▶ TAREAS A REALIZAR
A) Responda brevemente las siguientes preguntas sobre el pasaje acerca del trabajo:
(i) ¿Qué nombre decidió darse Alonso Quijano al armarse caballero?
(ii) ¿Qué fiesta nombra el rey Enrique en las palabras que le atribuye Shakespeare?
(iii) Según la cita de Rerum novarum, ¿de quiénes es patrimonio común la virtud?
B) Prosiga el pasaje sobre el trabajo a partir de su última oración.

▶ PASAJE
──────────

Sin embargo, y como decíamos al comienzo, a lo largo de la historia el trabajo se ha interpretado de maneras muy variadas. Se ha asumido que el trabajo era el trabajo físico, y que nos asimila más con las bestias y la fuerza bruta que con aquello que nos separa de los animales irracionales. Desde los filósofos antiguos y su concepto de otium hasta nuestros hidalgos castellanos —como aquel talludo Alonso Quijano que decidió un día armarse caballero y salir por esos campos manchegos haciéndose llamar Don Quijote—, se ha partido de la convicción de que la tarea manual no es responsabilidad de quienes son cabeza, de quienes aportan a la sociedad el empleo de su cerebro. Arremangarse y tostarse al sol era de plebeyos. Y también era poco noble dedicarse a la banca —luego dejó de serlo— e incluso al Derecho y la medicina, por no hablar de la sastrería, de la confección o del remiendo del calzado. Aunque Shakespeare pone en boca de un medieval rey Enrique: «Este día se llama fiesta de san Crispín, y aquel que sobreviva a este día y retorne al hogar… cada año durante la víspera convidará a sus vecinos y dirá: «¡Mañana es san Crispín!», y entonces se subirá las mangas, mostrará sus cicatrices y dirá: «¡Estas heridas las recibí el día de san Crispín!»». Los súbditos, hermanados con el monarca en la hazaña, se arremangarán para exhibir su auténtica nobleza. «La virtud es patrimonio común de todos los mortales, asequible por igual a altos y bajos, a ricos y pobres», dice Rerum novarum.

──────────

▶ DATOS PROPORCIONADOS
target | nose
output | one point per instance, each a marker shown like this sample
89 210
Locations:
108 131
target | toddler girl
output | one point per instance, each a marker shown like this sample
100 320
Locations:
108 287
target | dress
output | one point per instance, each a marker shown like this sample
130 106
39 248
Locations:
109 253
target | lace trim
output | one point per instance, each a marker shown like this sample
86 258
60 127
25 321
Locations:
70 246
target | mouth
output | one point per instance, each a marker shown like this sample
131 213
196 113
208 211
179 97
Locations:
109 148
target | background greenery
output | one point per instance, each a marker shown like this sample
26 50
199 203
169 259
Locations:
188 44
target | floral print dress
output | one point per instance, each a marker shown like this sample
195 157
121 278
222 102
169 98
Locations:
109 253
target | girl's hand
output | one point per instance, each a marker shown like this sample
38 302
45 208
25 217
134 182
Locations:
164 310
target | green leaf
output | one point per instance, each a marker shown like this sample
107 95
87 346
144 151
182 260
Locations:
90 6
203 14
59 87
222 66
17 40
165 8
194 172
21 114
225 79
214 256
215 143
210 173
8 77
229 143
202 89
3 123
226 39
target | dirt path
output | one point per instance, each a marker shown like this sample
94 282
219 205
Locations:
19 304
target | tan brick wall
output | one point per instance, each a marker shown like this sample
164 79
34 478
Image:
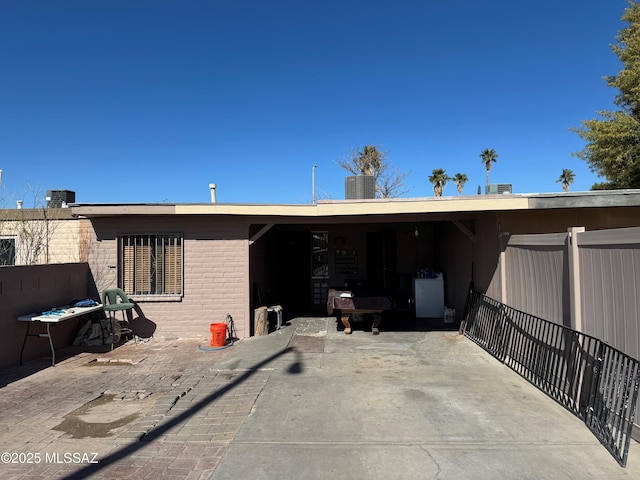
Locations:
215 273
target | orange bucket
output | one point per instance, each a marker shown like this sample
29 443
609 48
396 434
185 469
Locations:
218 334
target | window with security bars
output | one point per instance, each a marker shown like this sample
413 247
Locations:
7 251
150 264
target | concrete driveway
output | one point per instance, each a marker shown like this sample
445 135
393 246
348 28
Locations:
306 402
404 405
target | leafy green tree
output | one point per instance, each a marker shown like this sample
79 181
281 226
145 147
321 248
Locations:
460 179
613 141
438 179
566 178
374 162
488 157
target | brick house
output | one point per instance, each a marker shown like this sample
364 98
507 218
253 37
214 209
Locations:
188 265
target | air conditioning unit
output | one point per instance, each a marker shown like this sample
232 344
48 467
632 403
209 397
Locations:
360 187
497 188
60 198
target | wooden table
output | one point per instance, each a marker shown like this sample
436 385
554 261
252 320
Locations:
348 302
51 317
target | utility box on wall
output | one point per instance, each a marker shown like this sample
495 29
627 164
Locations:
360 187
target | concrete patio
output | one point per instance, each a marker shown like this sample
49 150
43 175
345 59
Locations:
306 402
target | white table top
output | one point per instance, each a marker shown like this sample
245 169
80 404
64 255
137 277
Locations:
59 314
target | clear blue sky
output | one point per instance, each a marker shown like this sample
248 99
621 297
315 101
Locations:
151 100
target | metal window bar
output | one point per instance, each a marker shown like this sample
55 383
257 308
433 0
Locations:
150 264
591 379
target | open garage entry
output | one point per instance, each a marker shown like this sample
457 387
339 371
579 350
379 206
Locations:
295 266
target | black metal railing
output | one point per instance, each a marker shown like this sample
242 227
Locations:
593 380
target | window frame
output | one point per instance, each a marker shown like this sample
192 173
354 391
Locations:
136 244
14 240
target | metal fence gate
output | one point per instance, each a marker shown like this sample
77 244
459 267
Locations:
593 380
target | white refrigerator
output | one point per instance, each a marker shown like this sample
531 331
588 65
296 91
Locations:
428 297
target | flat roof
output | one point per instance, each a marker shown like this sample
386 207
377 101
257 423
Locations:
386 206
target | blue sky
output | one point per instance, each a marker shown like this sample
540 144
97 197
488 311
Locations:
127 101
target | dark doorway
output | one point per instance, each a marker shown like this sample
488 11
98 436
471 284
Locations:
381 259
292 271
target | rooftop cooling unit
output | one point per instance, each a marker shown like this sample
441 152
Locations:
360 187
60 198
497 188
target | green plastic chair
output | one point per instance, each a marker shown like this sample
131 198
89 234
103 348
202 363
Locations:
115 300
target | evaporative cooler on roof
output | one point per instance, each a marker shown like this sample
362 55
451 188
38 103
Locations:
360 187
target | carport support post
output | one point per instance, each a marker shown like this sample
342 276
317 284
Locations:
574 277
503 242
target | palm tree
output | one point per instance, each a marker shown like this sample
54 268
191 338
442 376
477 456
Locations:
460 179
438 179
566 178
488 156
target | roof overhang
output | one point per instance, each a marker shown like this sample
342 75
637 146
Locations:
374 207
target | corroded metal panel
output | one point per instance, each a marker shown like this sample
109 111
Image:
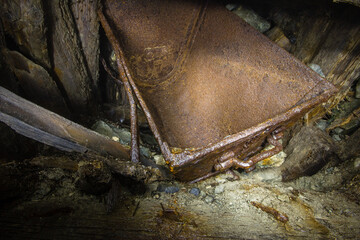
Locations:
212 87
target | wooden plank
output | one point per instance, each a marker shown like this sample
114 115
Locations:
47 127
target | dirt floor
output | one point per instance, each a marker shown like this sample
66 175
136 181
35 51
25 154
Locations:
255 206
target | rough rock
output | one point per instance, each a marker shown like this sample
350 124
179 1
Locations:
87 24
278 36
37 84
195 191
103 128
252 18
308 151
219 189
209 199
24 21
159 160
316 68
351 147
69 59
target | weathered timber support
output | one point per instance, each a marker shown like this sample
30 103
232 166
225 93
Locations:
47 127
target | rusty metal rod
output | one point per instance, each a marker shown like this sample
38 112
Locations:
273 139
124 76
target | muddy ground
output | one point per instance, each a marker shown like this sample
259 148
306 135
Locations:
52 203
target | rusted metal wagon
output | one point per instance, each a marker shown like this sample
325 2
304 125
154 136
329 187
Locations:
213 89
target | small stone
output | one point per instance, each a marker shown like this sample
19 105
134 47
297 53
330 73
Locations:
316 68
322 124
149 139
171 189
159 160
145 152
208 199
357 163
357 89
338 130
231 6
336 138
219 189
252 18
195 191
274 161
123 134
102 128
167 188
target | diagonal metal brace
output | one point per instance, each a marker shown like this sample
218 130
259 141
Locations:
249 164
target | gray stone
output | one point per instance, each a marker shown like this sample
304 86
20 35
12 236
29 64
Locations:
316 68
231 6
36 82
357 163
159 160
338 130
322 124
252 18
308 151
209 199
195 191
219 189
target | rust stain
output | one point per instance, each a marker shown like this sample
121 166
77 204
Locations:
277 215
213 89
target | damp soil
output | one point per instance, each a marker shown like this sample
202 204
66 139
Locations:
49 203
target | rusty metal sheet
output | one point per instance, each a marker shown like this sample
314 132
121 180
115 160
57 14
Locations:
212 87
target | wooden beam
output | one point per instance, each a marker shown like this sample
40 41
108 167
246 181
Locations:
42 125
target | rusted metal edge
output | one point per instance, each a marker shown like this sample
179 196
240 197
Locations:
125 76
187 157
180 159
120 55
50 128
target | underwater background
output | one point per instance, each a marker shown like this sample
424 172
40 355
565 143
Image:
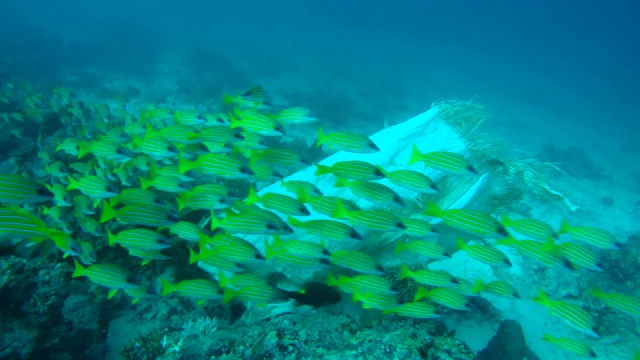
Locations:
544 94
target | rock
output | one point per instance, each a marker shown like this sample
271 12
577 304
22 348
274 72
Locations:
507 344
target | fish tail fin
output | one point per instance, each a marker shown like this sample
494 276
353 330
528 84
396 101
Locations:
112 293
542 298
294 222
194 257
145 183
549 245
228 295
416 155
460 244
167 287
111 238
108 213
433 209
507 241
136 142
322 138
272 250
303 196
477 287
357 296
405 272
215 223
73 184
79 270
224 281
565 227
181 201
253 197
340 211
322 170
185 165
332 281
83 149
400 247
421 293
597 293
234 121
227 99
341 182
254 156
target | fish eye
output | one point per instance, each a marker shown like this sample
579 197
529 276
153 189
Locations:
246 170
76 248
271 226
44 192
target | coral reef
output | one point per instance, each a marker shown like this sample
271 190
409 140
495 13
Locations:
507 344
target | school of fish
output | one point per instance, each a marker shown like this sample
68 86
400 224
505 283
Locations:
165 178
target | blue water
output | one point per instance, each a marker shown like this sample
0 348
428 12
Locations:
551 72
577 61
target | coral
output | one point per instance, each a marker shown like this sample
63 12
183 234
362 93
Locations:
201 327
145 346
507 344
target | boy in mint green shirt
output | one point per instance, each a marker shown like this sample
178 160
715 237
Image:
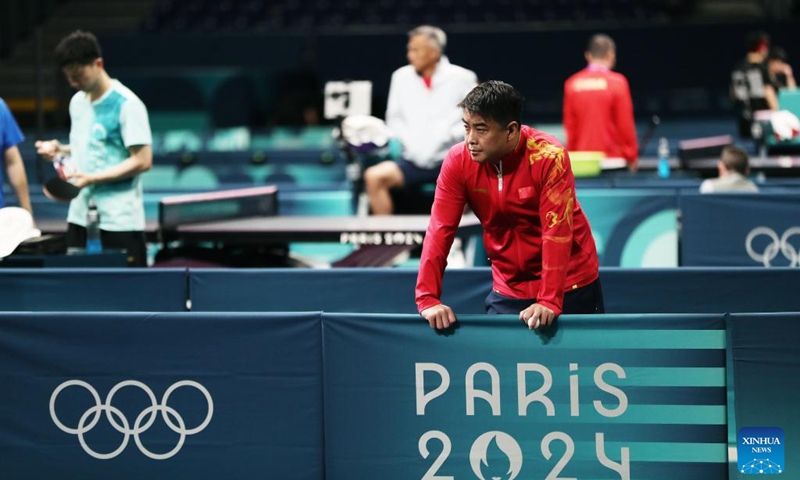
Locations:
109 144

──────────

▶ RESPUESTAS
A)
(i) Don Quijote.
(ii) La fiesta de san Crispín.
(iii) De todos los mortales.

B)
Jorge Manrique, en su célebre elegía, habla de quienes «por no tener, con oficios no debidos se mantienen». Es decir, de aquellos que, por penuria económica, pierden su condición social al tener que dedicarse a los negocios —el negotium es el nec–otium, el «no–ocio». Se pierde la nobleza al convertirse uno en burgués. Con la extinción de los valores medievales y el triunfo de los valores modernos, la burguesía y su dinero constituirán la nueva aristocracia. El poeta, al hablar del poder igualador de la muerte, se refiere a «los que viven por sus manos y los ricos». En España, hasta hace un par de generaciones, se consideraba pobre a quien debía trabajar para vivir; en Atraco a las tres (1962), un personaje, director de sucursal bancaria, exclama resignado: «El trabajo es la única lotería que tenemos los que trabajamos». Esa actitud excluía al «proletariado» de la hidalguía más auténtica, que es la moral. Sin embargo, los madrileños medievales intuían que eso era un embuste, y por eso escogieron como patrón —patrono de la salud de las almas— a un labriego: Isidro. Un nombre que no deja de ser la forma vulgar de aquel santo intelectual de la España visigoda en la que el culto Bizancio puso el pie.
Resulta significativo que Manrique, al ensalzar las gestas bélicas de su padre, emplee la palabra «trabajar», en el sentido de «esforzarse, empeñarse, fatigarse». Porque lo «trabajado» equivale a lo «agotador, costoso, sufrido».